== Set problem ==
Copy the entries below word for word, leaving out the pictures.

[Source data]
--------------------------------
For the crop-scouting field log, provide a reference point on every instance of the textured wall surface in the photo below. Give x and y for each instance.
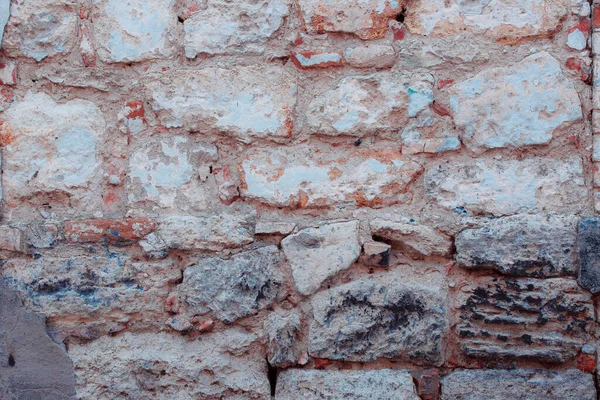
(299, 199)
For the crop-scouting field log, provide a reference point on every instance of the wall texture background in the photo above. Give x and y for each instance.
(309, 199)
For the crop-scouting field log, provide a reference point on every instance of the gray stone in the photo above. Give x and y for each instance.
(414, 239)
(521, 245)
(378, 318)
(383, 384)
(589, 253)
(285, 346)
(510, 319)
(525, 384)
(224, 365)
(233, 288)
(316, 254)
(32, 366)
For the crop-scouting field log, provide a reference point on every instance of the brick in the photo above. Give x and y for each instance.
(209, 232)
(527, 19)
(55, 149)
(134, 30)
(11, 239)
(232, 288)
(224, 365)
(378, 317)
(413, 239)
(316, 59)
(496, 384)
(316, 254)
(214, 99)
(382, 384)
(540, 246)
(224, 27)
(506, 187)
(514, 106)
(380, 103)
(38, 29)
(366, 19)
(509, 319)
(304, 177)
(370, 56)
(170, 172)
(112, 230)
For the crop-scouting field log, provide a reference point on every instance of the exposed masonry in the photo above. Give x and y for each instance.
(308, 199)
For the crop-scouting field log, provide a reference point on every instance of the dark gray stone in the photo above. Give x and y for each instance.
(589, 253)
(518, 384)
(521, 245)
(381, 317)
(506, 319)
(32, 366)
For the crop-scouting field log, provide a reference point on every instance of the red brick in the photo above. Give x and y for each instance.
(114, 230)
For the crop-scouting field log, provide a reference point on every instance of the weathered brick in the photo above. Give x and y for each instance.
(413, 239)
(515, 106)
(306, 177)
(143, 365)
(41, 28)
(527, 19)
(232, 288)
(112, 230)
(224, 27)
(366, 19)
(316, 254)
(502, 187)
(316, 59)
(134, 30)
(374, 104)
(54, 149)
(209, 232)
(170, 172)
(522, 245)
(496, 384)
(507, 319)
(382, 384)
(244, 102)
(379, 317)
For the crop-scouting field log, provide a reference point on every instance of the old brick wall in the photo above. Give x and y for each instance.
(304, 199)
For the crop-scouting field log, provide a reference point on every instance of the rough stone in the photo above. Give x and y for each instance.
(84, 295)
(225, 27)
(244, 102)
(40, 28)
(146, 365)
(383, 384)
(209, 232)
(588, 242)
(317, 254)
(532, 384)
(367, 105)
(169, 172)
(32, 366)
(233, 288)
(507, 21)
(516, 105)
(303, 177)
(55, 149)
(285, 347)
(503, 187)
(380, 317)
(366, 19)
(522, 245)
(134, 30)
(509, 319)
(414, 239)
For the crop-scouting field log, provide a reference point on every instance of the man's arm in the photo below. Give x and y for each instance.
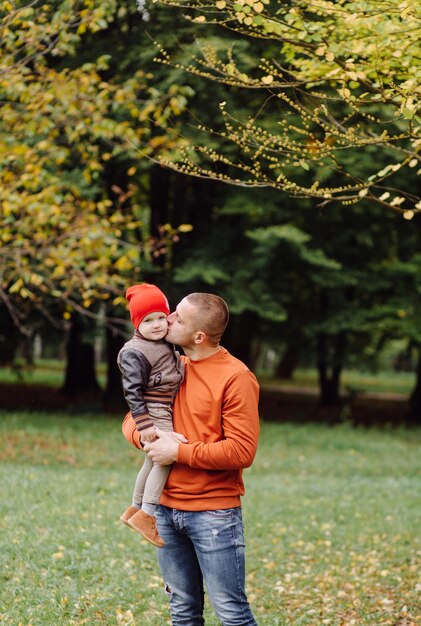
--------------------------------
== Answer to this task ==
For the crop-scouting field log, provide a reference point on every instance of the textured wall surface in the photo below. Give x and y for each instance.
(299, 199)
For the crop-scouting field log, provide a reference point on every instance of the wall texture background in the photo above. Give x and y for each instance.
(309, 199)
For the crop-scouting field log, provide a reference point on every instance of the gray stone in the photo above. Give x and y for each instance.
(414, 239)
(521, 245)
(378, 318)
(383, 384)
(589, 253)
(285, 346)
(510, 319)
(525, 384)
(224, 365)
(233, 288)
(316, 254)
(32, 366)
For the crop-scouting field log, provide a reference point on every instance of the brick in the photo above. Give x and y for each instance.
(209, 232)
(527, 19)
(55, 149)
(134, 30)
(11, 239)
(232, 288)
(224, 365)
(378, 317)
(413, 239)
(316, 59)
(496, 384)
(316, 254)
(214, 99)
(382, 384)
(540, 246)
(224, 27)
(506, 187)
(514, 106)
(380, 103)
(38, 29)
(366, 19)
(509, 319)
(304, 177)
(370, 56)
(170, 172)
(112, 230)
For the crop-scouting field log, provide a reference point on every instance of the exposed masonry in the photo above. Give x and y for each instance.
(308, 199)
For the crop-scouting field log, provide a reference point on every instance of the dark gray stone in the photo above. Give x and y for each instance.
(589, 253)
(518, 384)
(521, 245)
(381, 317)
(506, 319)
(32, 366)
For the crop-scouting field log, provide a reference point on every instance of the red brick in the photo above. Give x and y for each instance.
(114, 230)
For the crop-scouting field log, provide a reference point on every instance of the weathered brick in the photo above. Give x and y for each instance.
(413, 239)
(515, 106)
(306, 177)
(143, 365)
(41, 28)
(527, 19)
(232, 288)
(112, 230)
(224, 27)
(366, 19)
(316, 254)
(502, 187)
(316, 59)
(134, 30)
(374, 104)
(54, 149)
(209, 232)
(170, 172)
(522, 245)
(496, 384)
(507, 319)
(382, 384)
(244, 102)
(379, 317)
For the crop-scouting field log, provide a reference point on every instance of the old brick wall in the photo above. Give x and y for each instance.
(304, 199)
For the crop-scouting field log, provide a reference point on every instance of the rough stone in the photo above. Give x and y for each instance.
(84, 295)
(225, 27)
(244, 102)
(40, 28)
(146, 365)
(383, 384)
(209, 232)
(588, 242)
(317, 254)
(532, 384)
(367, 105)
(169, 172)
(32, 366)
(233, 288)
(507, 21)
(516, 105)
(303, 177)
(55, 149)
(285, 347)
(503, 187)
(380, 317)
(366, 19)
(522, 245)
(134, 30)
(509, 319)
(414, 239)
For the crop-scouting field log, provide a reference point on every instance of the man's arm in the photo below. Give x and y for each instance.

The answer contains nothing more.